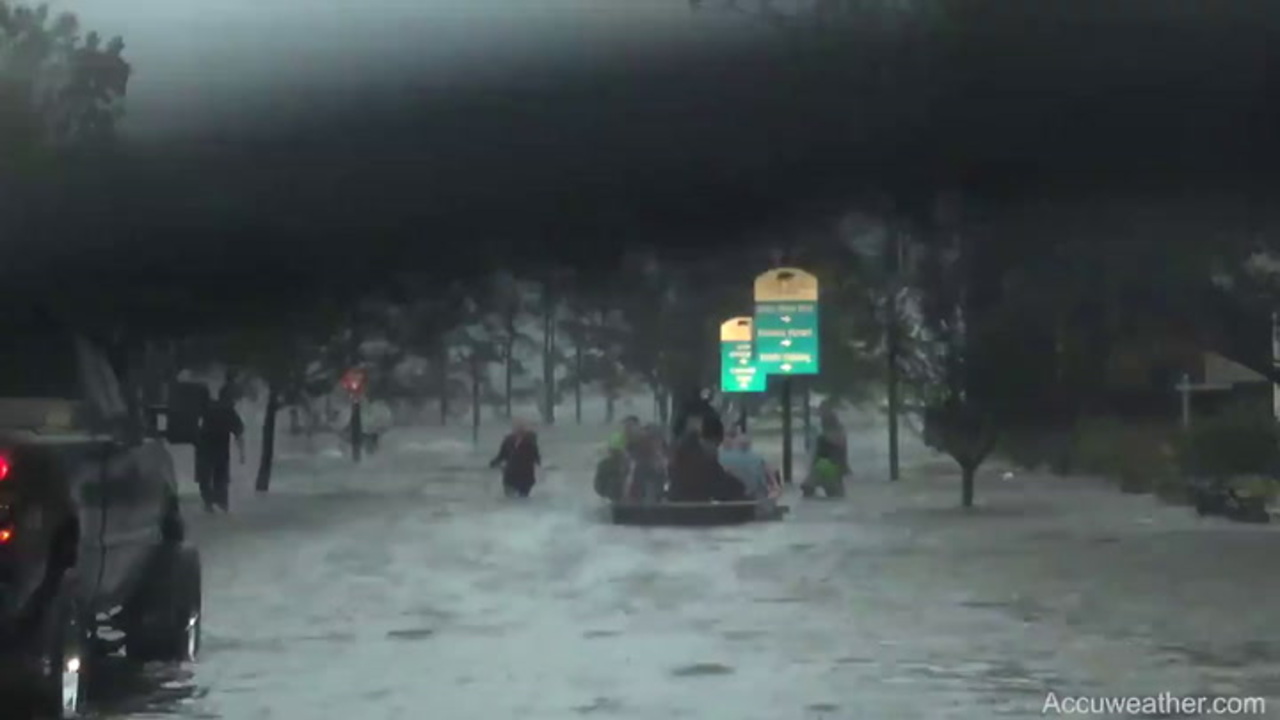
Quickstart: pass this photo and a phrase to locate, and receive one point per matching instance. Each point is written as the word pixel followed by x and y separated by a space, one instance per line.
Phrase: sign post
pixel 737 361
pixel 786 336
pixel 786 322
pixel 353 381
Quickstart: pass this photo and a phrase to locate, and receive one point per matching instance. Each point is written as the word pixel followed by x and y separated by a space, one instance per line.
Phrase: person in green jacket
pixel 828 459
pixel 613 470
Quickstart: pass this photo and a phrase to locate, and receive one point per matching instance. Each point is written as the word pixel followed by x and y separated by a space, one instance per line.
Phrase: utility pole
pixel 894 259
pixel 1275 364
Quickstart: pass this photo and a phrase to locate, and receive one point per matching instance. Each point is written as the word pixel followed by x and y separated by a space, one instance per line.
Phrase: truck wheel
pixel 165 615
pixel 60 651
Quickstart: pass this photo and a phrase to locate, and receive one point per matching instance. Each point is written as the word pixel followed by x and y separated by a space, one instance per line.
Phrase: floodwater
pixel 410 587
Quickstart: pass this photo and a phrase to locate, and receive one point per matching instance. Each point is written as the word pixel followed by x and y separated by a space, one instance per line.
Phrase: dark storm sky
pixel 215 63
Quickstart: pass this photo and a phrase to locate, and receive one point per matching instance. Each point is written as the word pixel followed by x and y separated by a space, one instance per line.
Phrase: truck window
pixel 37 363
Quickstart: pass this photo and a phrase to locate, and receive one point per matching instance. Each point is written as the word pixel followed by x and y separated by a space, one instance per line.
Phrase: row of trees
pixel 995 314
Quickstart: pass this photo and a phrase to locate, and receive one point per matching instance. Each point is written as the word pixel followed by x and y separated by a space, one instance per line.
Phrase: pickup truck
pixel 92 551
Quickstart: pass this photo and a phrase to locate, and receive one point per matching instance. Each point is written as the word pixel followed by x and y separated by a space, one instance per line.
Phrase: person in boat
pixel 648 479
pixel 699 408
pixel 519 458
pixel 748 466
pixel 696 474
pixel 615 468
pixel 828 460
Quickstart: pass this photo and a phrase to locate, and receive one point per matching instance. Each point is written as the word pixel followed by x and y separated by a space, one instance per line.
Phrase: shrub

- - - - - - -

• [Prompt]
Copy out the material above, from its very start down through the line that contains "pixel 613 470", keeping every line exactly as it appears. Leave the pictures out of your answer.

• [Solution to the exercise]
Quickstart: pass this photo and a phrase to locate, and receive one point per matching instance. Each point is written as the word pixel followed by x and y separated by a space, one instance per line.
Phrase: sign post
pixel 737 361
pixel 786 336
pixel 786 322
pixel 353 381
Quickstart: pass this photo and a phrase to locate, and receive one point per matching instance. Each point is written as the word pixel followed by x and y separated by a space, one instance per line.
Phrase: person in green jacket
pixel 828 459
pixel 613 470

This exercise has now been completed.